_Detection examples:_
· · · · ·
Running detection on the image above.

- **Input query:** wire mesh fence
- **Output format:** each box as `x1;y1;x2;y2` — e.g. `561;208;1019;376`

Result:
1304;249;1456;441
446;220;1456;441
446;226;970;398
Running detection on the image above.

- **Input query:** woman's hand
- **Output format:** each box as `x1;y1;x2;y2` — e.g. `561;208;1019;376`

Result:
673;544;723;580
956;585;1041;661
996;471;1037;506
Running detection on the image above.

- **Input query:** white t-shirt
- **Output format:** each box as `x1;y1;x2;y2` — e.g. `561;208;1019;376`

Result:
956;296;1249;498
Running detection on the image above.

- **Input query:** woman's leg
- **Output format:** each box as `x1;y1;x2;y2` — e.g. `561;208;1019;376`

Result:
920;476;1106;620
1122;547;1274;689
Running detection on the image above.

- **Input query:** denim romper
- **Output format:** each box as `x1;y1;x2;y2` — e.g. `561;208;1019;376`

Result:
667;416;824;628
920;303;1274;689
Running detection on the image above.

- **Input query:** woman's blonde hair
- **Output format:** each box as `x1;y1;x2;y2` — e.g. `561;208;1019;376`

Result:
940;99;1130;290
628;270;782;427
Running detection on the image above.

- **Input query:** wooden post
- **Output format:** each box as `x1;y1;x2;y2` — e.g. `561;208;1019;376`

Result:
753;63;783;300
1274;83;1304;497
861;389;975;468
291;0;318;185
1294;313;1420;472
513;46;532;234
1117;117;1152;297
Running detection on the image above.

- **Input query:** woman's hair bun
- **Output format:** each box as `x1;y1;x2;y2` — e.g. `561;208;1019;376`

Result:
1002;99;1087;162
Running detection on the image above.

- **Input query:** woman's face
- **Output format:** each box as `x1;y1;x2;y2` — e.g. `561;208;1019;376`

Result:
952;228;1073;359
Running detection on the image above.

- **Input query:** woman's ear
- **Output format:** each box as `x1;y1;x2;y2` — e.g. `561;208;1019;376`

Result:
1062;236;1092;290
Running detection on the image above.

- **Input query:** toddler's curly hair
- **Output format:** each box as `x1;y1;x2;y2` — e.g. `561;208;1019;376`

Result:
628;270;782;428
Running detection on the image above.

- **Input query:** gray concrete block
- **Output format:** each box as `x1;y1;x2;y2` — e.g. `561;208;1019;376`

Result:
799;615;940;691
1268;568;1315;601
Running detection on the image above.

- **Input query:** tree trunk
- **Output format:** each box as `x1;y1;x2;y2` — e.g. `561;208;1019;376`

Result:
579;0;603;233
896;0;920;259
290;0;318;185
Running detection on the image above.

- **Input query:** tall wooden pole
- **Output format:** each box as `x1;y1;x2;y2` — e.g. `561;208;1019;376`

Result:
· · · · ·
_WRITTEN INSTRUCTION:_
Present every line of the items above as a Markdown table with two columns, Row and Line, numbering the rows and leaving out blank lines.

_WRITTEN RESPONSE:_
| Row | Line |
|---|---|
| 1 | Running detection on the image above. |
| 2 | - **Input query:** wire mesh fence |
| 3 | - **Output format:** each box as `x1;y1;x2;y2` — e.g. `561;208;1019;376` |
| 4 | Result: |
| 5 | 1304;249;1456;441 |
| 6 | 446;220;1456;441 |
| 7 | 446;226;970;398 |
| 8 | Running detection on the image above. |
| 9 | - **Input query:** woman's hand |
| 10 | - **Output format:** each box as `x1;y1;x2;y2` — e.g. `561;208;1019;376` |
| 11 | Result: |
| 12 | 673;544;723;580 |
| 13 | 956;585;1041;661 |
| 14 | 996;471;1037;506 |
| 15 | Running detection on the image above. |
| 16 | - **Input query:** white t-shirt |
| 17 | - **Output format:** each box as `x1;y1;x2;y2` — e.g. `561;208;1019;376` |
| 18 | Result: |
| 19 | 956;296;1249;498 |
| 20 | Running detection on the image above. |
| 21 | - **Input query:** woman's leg |
| 22 | - **Output format:** each box as `x1;y1;x2;y2` — e.g. `561;208;1019;376` |
| 23 | Result: |
| 24 | 920;476;1106;620 |
| 25 | 1122;547;1274;689 |
| 26 | Running detection on the image above. |
| 27 | - **Input query:** denim romper |
| 28 | - **Output format:** each box as `x1;y1;x2;y2` — e.g. `561;208;1019;376` |
| 29 | Result: |
| 30 | 667;416;824;628 |
| 31 | 920;303;1274;689 |
| 32 | Running detection on the image above. |
| 33 | - **Input query:** woman's blonde hair |
| 34 | - **Output format:** each box as `x1;y1;x2;y2` — e.g. `561;208;1019;376` |
| 35 | Result: |
| 36 | 940;99;1130;290 |
| 37 | 628;270;782;427 |
| 38 | Running detection on the image above. |
| 39 | - **Input query:** wooden post |
| 40 | - **Output format:** each box as `x1;y1;x2;y2` — e.g. `561;208;1019;376` |
| 41 | Result: |
| 42 | 753;63;783;300 |
| 43 | 1274;83;1304;497 |
| 44 | 861;389;975;468 |
| 45 | 291;0;318;185 |
| 46 | 1294;313;1420;472 |
| 47 | 513;46;532;234 |
| 48 | 1117;117;1152;297 |
| 49 | Running detection on the image above. |
| 50 | - **Input query:** woman's hair bun |
| 51 | - **Output format:** each box as `x1;y1;x2;y2` — e.g. `561;208;1019;376` |
| 52 | Result: |
| 53 | 1002;99;1087;162 |
| 54 | Running detection on the image above. |
| 55 | - **Input query:** woman's face |
| 56 | - **Output format:** each box as `x1;y1;x2;y2` — e.g. `561;208;1019;376` |
| 57 | Result: |
| 58 | 952;228;1073;359 |
| 59 | Running detection on the image above. |
| 60 | - **Input query:** woman's ear |
| 61 | - **Output format:** each box as `x1;y1;x2;y2` — e.g. `561;208;1019;376` |
| 62 | Result: |
| 63 | 1062;236;1092;290 |
| 64 | Running detection on the image above. |
| 65 | - **Input query:** toddler's curly hair |
| 66 | - **Output format:** each box as `x1;y1;x2;y2` — e.g. `561;208;1019;376` |
| 67 | Result: |
| 68 | 628;270;782;428 |
| 69 | Running detection on the image above. |
| 70 | - **Input query:** gray concrete block |
| 71 | - **Output format:** each box as `x1;y1;x2;y2` — e.g. `561;208;1019;376` |
| 72 | Result: |
| 73 | 799;615;940;691 |
| 74 | 1268;568;1315;601 |
| 75 | Running detection on the image above. |
| 76 | - **Input query:** tree trunk |
| 77 | - **Output format:** each box as `x1;y1;x2;y2` — e.g. `561;208;1019;376` |
| 78 | Result: |
| 79 | 579;0;603;233 |
| 80 | 896;0;920;259 |
| 81 | 290;0;318;185 |
| 82 | Running detection on the image above. |
| 83 | - **Input query:** tall wooden pole |
| 84 | - **Output format:** each box as `x1;y1;x2;y2` — e.g. `561;208;1019;376` |
| 85 | Result: |